(SUPPLIED TEXT):
──────

Memorial Day weekend is one of the big wine events around here. Many wineries are open only this weekend and Thanksgiving weekend. One of the faults that tasters will be looking for is Brettanomyces, also called "brett," a yeast that can settle in barrels and even entire cellars. It is responsible for an amalgam of flavors and aromas that cluster around saddle leather, barnyard, and band-aid. (Brett makes all too vivid the idea that yeast eats sugar and shits alcohol.)
In a wine class on brett, the New Zealand winemaker Matt Thomson, showed a progression in brett infection from mild to severe: increasing levels of brett first dulled and finally completely effaced the lively fruitiness of wine. At certain levels, bretty Pinot Noir, bretty Syrah, and bretty Merlot are all indistinguishable. The problem with brett is its tendency to sensory hegimony: it takes everything over. Brett is simple.
In this it is no different than excessive oak. At certain levels of fancy and expensive winemaking, the fermented grape juice simply becomes a vehicle for dessert - the caramel, cocoa, and vanilla of toasty oak. It's a question of complexity and balance.
American tasters, with a preference for "cleaner" winemaking, associated with more aseptic cellars and higher use of sulphur, are generally more sensitive to brett than are European tasters, who have grown up tasting wines with mild to severe amounts of brett in them.
The situation in the beer world is completely the opposite!
There's a brett blog, devoted to exploring brett as a "primary fermentation yeast." Wyeast Laboratories, an important supplier of yeast cultures, sells two strains of Brettanomyces and has a long instructional discussion of brewing with brett. They hide nothing, writing that the "characteristic horsey aroma and flavor are by-products of Brettanomyces metabolism"! One beer, Reinaert Flemish Wild Ale, even advertises Brettanomyces on the label.
There's also a difference on acidity. In wine, brett thrives in high pH environments, in wines that are not tart, zippy, or refreshing, and are usually described as "soft." In the world of beer, brett is associated with sour beers. Over at beervana, Jeff Alworth talks about brett as an important souring agent. One post he even titles, "Mmmm, Brettanomyces," and writes, "Even though I just added the brettanomyces during secondary fermentation, it has radically soured the beer." I can't imagine a winemaker ever saying that brett soured the wine. I'm pretty sure the souring comes from lactic bacterial fermentation.
Brett adds the funk.
If only it were so musical.
Brett's hegimony doesn't extend simply to flavors and aromas. It wants to take over the world. When Deschutes was working on their first wild yeast beer, The Dissident, they said this in their press release:
Due to the wild yeast, The Dissident required special treatment and was held in isolation under lock and key apart from the rest of the brewery’s beers to avoid any cross-contamination. A secondary bottling line was also brought in from an outside contractor to facilitate The Dissident’s bottling and ensure the beer and wild yeast never touched the brewery’s machinery.The inversion is complete. A scourge in the world of wine becomes a precious jewel in beer. Yet note the ambivalence in "contamination."

──────

(DATA FOR ANALYSIS):

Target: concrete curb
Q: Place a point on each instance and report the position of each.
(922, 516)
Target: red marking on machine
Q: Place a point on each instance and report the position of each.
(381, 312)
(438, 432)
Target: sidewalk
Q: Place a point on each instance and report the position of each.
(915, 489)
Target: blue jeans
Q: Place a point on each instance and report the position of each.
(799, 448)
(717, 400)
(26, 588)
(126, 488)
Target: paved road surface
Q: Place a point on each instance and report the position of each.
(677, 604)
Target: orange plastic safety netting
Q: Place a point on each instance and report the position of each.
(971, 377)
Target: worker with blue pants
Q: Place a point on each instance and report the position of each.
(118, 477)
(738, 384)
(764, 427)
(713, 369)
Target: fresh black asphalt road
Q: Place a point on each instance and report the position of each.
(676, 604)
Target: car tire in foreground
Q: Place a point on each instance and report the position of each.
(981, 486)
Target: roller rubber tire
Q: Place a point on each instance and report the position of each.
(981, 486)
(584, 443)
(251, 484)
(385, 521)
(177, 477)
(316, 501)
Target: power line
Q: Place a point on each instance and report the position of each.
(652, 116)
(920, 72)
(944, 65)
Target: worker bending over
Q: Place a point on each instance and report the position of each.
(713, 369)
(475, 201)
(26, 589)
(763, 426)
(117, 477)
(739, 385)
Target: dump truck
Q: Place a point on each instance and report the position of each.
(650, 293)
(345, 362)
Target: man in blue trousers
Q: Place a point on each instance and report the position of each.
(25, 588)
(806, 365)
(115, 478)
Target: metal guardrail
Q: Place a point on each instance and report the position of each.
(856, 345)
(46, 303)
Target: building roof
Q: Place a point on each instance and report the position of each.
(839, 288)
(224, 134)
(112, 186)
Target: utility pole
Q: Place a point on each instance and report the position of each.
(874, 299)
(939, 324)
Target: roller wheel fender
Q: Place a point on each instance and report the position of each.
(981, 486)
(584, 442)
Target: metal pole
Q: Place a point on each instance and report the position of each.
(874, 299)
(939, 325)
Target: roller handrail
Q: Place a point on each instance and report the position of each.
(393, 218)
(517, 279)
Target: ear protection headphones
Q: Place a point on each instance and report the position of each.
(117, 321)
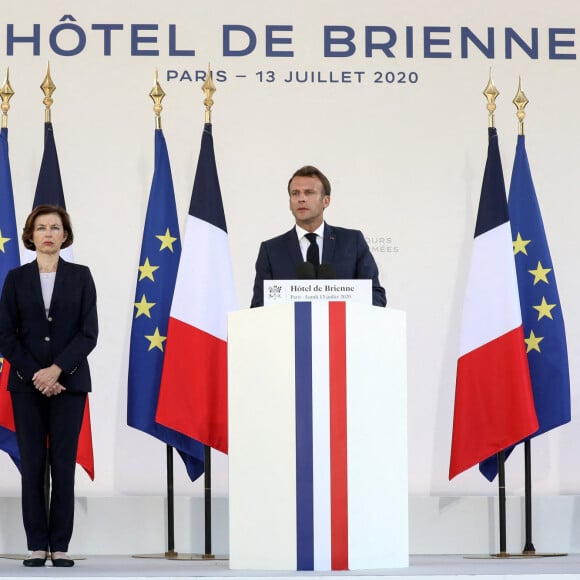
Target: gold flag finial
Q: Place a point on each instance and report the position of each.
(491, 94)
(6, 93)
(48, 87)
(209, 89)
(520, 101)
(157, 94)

──────

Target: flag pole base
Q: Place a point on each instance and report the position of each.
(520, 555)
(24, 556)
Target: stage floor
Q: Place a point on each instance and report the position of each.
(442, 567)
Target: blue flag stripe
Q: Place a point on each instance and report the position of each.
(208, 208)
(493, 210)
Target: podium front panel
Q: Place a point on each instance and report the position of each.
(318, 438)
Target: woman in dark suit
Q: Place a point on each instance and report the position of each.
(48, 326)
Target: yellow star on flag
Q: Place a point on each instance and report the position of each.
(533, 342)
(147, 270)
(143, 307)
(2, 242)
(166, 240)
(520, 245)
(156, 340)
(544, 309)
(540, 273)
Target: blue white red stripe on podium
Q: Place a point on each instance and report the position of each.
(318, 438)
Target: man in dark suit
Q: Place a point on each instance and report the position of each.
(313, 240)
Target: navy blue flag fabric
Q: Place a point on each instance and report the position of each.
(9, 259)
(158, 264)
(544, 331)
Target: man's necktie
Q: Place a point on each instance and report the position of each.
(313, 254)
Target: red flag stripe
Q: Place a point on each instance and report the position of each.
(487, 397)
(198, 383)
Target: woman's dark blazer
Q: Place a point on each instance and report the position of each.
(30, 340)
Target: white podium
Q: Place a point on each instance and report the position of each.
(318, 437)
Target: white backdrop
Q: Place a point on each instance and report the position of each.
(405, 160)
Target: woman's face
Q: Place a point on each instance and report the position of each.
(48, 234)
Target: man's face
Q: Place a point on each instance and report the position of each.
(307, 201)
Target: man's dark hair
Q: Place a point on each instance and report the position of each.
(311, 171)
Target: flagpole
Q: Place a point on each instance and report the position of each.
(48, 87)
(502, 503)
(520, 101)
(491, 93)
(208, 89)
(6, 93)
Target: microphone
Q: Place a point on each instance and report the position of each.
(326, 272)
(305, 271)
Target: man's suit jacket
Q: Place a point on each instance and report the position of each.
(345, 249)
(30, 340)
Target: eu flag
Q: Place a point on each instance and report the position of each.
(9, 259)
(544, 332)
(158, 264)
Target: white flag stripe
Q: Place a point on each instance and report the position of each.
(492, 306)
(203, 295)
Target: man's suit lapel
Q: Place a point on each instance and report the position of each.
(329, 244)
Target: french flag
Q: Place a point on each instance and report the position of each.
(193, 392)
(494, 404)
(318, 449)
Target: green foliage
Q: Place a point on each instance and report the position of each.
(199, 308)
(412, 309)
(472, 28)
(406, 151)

──────

(TASKS AND EXERCISES):
a) Which grape varieties does the piece on brett name?
b) Could you retype the stretch of the piece on brett from "There's also a" through "adds the funk."?
The entries above play no part in this; only the piece on brett matters.

(WRITTEN RESPONSES):
a) Pinot Noir, Syrah, Merlot

b)
There's also a difference on acidity. In wine, brett thrives in high pH environments, in wines that are not tart, zippy, or refreshing, and are usually described as "soft." In the world of beer, brett is associated with sour beers. Over at beervana, Jeff Alworth talks about brett as an important souring agent. One post he even titles, "Mmmm, Brettanomyces," and writes, "Even though I just added the brettanomyces during secondary fermentation, it has radically soured the beer." I can't imagine a winemaker ever saying that brett soured the wine. I'm pretty sure the souring comes from lactic bacterial fermentation.
Brett adds the funk.